=== Document section ===
# Fogger pump



## halstaff (Nov 18, 2009)

Has anyone found a US source for the small fogger micro pump #30DSB-ZJF?
Mine quit working and I've disassembled it and cleaned it and it still won't work. Hate to toss a fog machine if I can replace the pump and have it running again.


----------



## Sickie Ickie (Jun 20, 2006)

Here the name of a person on Ebay who sells fogger pumps: reece011068

His page is http://shop.ebay.com/reece011068/m.html?_dmd=1&_ipg=50&_sop=12&_rdc=1

He is in the UK, but may have what you want or can find it. Shipping isn't that bad to the US.


----------



## halstaff (Nov 18, 2009)

Sickie Ickie said:


> Here the name of a person on Ebay who sells fogger pumps: reece011068
> 
> His page is http://shop.ebay.com/reece011068/m.html?_dmd=1&_ipg=50&_sop=12&_rdc=1
> 
> He is in the UK, but may have what you want or can find it. Shipping isn't that bad to the US.
===
> Work instructions:
(A) In the fogger pump thread, what part number does the first post give for the micro pump?
(B) Continue the fogger pump forum thread from its last line.
=== Records ===
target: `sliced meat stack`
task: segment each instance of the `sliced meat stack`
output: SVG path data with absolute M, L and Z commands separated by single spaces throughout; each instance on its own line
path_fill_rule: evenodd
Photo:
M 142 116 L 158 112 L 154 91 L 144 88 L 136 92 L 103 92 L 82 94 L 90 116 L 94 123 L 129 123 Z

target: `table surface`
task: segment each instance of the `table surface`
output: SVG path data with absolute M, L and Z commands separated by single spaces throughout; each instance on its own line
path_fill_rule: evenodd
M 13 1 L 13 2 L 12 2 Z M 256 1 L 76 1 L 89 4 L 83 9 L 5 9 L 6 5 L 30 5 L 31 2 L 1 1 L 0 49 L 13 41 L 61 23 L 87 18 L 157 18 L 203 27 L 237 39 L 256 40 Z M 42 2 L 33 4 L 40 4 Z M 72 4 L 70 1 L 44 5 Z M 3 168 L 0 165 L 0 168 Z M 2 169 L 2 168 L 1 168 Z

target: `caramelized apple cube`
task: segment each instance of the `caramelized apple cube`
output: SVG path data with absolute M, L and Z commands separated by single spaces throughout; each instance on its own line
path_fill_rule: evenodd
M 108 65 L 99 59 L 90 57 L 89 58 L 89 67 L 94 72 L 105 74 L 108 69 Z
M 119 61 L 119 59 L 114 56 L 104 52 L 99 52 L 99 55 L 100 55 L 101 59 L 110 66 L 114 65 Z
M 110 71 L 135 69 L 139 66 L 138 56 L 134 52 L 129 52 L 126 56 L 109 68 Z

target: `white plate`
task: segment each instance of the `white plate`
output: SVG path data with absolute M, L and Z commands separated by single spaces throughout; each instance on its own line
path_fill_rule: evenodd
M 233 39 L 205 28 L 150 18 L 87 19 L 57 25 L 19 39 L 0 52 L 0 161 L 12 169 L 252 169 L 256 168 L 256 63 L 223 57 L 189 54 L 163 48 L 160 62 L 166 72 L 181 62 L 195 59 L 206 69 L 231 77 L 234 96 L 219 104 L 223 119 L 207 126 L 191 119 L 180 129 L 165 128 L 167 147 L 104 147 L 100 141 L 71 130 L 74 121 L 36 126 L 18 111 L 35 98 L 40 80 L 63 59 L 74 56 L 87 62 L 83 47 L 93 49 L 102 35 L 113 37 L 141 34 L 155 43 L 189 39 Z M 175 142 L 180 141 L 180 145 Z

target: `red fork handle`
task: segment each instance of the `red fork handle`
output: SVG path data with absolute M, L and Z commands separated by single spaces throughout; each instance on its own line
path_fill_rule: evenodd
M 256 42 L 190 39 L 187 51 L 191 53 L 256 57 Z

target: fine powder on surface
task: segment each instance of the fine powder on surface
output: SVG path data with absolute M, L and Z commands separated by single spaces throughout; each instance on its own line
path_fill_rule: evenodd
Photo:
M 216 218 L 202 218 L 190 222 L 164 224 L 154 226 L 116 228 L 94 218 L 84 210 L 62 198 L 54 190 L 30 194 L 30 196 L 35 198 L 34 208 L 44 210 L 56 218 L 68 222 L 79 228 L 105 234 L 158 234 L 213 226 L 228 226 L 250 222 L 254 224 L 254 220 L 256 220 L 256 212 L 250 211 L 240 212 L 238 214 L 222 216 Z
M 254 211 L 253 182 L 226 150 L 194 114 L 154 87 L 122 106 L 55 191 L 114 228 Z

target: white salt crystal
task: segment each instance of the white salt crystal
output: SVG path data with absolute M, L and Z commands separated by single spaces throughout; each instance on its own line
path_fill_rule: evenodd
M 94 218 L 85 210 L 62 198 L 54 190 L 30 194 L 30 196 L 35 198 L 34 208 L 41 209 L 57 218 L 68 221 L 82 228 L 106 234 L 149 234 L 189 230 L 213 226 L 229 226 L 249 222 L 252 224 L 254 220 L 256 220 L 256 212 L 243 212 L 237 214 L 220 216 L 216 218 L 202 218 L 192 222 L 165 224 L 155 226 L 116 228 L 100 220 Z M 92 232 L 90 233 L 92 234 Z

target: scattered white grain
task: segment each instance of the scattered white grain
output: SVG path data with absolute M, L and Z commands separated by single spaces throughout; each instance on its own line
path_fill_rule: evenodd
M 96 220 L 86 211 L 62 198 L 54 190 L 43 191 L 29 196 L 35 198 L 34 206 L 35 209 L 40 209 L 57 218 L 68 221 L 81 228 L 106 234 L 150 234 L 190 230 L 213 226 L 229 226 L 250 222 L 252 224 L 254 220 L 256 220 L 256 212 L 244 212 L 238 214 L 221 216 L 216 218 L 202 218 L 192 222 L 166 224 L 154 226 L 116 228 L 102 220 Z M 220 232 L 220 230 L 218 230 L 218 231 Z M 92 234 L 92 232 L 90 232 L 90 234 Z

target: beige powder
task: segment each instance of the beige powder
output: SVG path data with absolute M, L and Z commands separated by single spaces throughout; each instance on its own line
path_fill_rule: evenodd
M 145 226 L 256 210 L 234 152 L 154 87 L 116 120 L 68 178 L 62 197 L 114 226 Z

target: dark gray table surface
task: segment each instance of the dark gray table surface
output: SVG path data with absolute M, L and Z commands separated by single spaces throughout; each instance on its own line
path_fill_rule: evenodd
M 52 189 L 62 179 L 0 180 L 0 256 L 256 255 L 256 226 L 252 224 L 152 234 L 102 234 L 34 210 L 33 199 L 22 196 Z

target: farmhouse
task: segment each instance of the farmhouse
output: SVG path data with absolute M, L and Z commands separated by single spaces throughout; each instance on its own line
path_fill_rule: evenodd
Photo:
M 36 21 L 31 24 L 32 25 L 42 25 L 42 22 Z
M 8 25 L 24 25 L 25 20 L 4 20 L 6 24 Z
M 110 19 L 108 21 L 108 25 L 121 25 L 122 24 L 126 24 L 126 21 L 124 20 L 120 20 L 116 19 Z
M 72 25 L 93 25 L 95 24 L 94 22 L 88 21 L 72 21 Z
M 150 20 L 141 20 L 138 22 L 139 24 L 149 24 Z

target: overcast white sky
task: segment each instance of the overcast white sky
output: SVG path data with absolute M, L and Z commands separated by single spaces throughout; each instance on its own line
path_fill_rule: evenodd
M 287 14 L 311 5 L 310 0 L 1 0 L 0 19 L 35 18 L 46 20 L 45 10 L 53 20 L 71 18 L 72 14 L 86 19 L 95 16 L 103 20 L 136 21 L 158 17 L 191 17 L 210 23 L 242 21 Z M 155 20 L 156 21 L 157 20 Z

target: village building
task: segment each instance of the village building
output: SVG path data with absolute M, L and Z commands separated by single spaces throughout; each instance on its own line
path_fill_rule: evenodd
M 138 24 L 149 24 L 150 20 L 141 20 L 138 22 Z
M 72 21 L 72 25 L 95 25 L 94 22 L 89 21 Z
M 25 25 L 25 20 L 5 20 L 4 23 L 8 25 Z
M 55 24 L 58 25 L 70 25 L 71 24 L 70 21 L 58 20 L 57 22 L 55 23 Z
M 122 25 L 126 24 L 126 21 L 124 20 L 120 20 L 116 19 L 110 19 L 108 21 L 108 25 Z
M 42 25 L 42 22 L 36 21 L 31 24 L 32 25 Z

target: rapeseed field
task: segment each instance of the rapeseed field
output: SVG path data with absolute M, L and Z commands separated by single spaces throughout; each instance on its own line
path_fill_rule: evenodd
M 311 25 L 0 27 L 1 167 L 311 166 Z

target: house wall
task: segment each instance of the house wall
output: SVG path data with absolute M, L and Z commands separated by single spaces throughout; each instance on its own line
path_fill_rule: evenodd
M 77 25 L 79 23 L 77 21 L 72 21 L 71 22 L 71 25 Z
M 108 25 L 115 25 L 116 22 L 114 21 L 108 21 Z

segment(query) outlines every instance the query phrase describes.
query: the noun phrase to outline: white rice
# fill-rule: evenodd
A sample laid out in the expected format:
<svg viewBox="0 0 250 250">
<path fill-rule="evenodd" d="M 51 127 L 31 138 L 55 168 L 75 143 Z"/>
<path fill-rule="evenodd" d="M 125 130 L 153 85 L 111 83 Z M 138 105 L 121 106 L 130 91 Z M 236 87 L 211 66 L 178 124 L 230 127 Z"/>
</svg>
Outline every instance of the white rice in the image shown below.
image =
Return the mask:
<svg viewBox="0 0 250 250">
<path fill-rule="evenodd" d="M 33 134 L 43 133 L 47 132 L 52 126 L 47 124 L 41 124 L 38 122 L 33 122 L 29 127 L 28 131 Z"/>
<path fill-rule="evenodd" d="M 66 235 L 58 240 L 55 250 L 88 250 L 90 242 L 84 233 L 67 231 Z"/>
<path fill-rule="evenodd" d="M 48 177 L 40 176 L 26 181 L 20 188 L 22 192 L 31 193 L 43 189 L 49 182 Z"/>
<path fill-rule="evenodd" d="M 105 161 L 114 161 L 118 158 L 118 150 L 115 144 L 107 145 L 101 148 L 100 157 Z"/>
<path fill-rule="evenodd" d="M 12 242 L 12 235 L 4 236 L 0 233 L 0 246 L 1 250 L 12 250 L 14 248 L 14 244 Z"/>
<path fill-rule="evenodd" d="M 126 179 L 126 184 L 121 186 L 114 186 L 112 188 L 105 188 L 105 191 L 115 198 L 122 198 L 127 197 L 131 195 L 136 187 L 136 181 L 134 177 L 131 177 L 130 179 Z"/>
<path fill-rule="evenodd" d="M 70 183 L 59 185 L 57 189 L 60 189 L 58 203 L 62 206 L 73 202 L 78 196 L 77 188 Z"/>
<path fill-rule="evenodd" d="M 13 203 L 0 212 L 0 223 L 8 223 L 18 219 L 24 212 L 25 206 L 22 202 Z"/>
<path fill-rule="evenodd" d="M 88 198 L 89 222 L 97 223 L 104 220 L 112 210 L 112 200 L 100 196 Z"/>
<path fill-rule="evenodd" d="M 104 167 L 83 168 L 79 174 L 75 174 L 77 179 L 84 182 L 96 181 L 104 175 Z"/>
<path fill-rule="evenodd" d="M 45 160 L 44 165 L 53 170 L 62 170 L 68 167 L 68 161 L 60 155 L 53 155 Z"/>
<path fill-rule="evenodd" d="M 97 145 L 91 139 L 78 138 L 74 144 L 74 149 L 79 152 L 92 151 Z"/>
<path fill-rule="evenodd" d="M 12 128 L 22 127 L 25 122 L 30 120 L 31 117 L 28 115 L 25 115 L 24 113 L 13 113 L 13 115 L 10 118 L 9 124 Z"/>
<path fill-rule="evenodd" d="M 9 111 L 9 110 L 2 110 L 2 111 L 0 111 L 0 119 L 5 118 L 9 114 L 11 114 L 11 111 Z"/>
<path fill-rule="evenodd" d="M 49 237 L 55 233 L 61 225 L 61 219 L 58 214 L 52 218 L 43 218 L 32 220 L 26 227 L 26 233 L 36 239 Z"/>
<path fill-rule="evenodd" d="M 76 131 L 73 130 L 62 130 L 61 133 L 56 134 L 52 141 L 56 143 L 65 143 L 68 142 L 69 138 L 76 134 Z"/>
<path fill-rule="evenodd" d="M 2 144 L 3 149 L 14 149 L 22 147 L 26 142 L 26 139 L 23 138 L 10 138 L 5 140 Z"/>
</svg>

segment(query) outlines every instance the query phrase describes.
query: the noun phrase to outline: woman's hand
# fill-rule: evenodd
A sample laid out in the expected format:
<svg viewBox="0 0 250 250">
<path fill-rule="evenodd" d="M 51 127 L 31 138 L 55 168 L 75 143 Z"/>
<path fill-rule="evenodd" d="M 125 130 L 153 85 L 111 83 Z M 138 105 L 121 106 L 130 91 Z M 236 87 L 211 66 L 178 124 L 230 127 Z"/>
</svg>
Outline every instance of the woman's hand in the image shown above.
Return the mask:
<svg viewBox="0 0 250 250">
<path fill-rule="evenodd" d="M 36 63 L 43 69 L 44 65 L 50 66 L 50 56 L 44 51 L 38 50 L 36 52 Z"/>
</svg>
===
> Responses to the tasks:
(A) #30DSB-ZJF

(B)
Those are the 220V models but he said he should have the 120V, 60 HZ model in around 3 weeks for the same price.


----------



## Sickie Ickie (Jun 20, 2006)

I'm glad you may have a solution.


----------



## halstaff (Nov 18, 2009)

Sickie Ickie said:


> I'm glad you may have a solution.


Thanks for the link.


----------



## Sickie Ickie (Jun 20, 2006)

yer welcome. I hope he comes through for ya.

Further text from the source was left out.